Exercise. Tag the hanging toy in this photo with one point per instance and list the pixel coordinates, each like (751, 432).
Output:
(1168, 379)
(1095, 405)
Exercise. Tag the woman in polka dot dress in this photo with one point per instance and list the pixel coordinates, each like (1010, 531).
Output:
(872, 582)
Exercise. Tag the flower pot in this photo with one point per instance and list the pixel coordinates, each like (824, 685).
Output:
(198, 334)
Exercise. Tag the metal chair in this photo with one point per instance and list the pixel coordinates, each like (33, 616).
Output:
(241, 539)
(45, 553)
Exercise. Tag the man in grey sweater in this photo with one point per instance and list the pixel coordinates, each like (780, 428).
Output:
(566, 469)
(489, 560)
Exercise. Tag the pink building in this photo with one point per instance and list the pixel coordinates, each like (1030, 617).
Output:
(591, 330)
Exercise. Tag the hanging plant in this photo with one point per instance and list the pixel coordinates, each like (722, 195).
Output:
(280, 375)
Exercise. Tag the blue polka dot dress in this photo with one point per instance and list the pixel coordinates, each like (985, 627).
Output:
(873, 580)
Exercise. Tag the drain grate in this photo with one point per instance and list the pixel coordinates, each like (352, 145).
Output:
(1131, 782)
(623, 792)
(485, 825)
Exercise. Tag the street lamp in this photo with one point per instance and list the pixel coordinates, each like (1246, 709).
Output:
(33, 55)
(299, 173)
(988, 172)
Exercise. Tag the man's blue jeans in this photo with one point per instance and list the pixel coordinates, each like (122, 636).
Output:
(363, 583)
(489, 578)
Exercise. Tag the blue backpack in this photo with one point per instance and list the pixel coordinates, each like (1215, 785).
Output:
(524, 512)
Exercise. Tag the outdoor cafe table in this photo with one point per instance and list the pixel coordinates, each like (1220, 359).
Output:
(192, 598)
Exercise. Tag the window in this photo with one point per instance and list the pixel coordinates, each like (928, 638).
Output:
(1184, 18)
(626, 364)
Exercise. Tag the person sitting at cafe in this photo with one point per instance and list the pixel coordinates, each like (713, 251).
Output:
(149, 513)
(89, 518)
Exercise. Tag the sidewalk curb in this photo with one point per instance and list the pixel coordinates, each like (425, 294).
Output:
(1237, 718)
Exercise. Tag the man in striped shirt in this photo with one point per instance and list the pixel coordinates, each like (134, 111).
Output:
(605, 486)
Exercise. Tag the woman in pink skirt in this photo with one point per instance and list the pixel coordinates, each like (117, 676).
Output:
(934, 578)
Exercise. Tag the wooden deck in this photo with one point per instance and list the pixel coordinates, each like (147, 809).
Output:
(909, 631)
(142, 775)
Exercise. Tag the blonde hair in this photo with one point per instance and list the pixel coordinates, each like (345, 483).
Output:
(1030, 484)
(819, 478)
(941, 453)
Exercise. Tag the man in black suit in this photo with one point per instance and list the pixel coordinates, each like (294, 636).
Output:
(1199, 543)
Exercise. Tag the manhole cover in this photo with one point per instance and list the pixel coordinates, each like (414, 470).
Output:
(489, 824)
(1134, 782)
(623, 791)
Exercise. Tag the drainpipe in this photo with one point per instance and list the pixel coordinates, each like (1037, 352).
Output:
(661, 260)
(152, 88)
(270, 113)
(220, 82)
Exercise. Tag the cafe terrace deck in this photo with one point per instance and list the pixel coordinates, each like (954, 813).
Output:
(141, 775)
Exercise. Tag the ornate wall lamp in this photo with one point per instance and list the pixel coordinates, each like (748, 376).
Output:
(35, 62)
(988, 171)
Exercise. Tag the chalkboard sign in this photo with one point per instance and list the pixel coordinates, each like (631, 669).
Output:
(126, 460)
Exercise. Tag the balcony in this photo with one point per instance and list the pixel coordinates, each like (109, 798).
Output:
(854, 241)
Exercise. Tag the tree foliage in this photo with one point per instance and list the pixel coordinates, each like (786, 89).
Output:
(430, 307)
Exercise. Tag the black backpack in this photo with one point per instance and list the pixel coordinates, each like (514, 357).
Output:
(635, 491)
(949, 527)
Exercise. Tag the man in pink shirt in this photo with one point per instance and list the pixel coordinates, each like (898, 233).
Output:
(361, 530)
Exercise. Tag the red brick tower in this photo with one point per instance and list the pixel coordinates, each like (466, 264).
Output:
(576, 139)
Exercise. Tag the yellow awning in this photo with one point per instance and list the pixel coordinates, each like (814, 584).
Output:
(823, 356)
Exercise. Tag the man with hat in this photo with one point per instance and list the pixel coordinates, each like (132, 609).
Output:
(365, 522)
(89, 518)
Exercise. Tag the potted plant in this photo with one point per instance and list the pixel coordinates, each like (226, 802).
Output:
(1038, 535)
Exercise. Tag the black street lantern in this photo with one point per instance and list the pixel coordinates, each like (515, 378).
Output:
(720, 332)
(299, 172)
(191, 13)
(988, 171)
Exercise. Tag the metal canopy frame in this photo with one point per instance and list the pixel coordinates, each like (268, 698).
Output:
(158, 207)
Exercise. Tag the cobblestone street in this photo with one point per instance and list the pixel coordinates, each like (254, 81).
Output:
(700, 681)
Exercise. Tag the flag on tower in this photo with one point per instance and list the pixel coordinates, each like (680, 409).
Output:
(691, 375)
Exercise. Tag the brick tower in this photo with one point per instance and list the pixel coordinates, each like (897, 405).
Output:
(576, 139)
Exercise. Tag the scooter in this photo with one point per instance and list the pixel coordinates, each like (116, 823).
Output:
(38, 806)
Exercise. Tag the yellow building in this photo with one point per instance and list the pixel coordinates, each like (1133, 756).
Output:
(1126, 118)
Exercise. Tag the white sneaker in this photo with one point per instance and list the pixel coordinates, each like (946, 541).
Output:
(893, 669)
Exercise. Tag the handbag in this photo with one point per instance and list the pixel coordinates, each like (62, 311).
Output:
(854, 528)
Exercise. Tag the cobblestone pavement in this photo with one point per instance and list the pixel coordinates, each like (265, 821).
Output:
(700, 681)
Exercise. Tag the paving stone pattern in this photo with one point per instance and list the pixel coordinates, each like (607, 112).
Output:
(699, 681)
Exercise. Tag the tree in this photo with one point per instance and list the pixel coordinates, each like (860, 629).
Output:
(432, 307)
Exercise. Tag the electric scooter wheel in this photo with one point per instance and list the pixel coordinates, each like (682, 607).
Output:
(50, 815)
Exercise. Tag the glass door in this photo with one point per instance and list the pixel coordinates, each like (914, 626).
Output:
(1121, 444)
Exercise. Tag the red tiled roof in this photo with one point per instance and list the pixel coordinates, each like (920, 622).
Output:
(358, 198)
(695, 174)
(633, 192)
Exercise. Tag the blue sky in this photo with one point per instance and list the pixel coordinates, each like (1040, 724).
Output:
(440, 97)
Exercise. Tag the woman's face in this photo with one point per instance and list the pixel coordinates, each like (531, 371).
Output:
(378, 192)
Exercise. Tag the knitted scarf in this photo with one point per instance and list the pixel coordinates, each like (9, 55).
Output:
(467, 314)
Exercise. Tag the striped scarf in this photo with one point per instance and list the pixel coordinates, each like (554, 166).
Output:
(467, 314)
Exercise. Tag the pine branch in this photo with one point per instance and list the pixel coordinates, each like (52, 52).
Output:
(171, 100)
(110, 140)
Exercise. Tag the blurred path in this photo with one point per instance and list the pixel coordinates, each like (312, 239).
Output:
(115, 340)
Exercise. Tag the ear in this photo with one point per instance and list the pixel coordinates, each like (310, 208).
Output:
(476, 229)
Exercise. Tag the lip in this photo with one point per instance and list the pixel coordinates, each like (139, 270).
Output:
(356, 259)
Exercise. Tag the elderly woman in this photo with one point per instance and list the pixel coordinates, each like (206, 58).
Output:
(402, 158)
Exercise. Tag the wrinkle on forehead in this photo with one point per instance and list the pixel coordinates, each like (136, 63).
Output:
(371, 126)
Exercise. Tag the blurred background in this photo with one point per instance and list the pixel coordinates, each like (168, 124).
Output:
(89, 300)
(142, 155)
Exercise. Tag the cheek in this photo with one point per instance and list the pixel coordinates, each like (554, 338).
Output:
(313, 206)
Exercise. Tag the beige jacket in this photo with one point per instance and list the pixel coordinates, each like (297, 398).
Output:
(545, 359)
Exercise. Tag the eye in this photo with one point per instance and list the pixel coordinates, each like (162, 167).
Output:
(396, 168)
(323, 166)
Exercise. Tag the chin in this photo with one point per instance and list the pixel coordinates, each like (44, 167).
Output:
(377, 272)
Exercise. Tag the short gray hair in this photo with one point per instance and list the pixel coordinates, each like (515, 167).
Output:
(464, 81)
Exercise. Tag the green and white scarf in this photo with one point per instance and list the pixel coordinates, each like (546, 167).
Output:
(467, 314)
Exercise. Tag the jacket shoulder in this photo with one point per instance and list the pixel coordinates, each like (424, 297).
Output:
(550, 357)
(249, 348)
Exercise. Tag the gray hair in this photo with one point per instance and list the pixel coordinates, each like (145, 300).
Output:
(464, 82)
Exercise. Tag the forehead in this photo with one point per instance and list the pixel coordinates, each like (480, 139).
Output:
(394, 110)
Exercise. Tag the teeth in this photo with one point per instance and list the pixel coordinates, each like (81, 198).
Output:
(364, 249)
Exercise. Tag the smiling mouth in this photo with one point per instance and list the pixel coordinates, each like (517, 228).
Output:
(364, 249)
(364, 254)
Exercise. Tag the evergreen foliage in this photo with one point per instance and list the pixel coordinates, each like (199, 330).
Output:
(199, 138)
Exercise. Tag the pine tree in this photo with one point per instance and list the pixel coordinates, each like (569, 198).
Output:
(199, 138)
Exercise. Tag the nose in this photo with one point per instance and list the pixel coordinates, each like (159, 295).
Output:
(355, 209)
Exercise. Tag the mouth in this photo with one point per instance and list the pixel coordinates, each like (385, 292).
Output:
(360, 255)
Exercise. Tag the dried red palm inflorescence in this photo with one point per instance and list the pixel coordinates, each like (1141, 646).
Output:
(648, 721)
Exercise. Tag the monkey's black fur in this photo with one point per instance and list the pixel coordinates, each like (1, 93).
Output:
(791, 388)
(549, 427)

* * *

### [DESCRIPTION OF THE TASK]
Determine the number of lines in the entries above where the string "blue" appears. Answer with the number alone.

### [SOLUTION BELOW]
4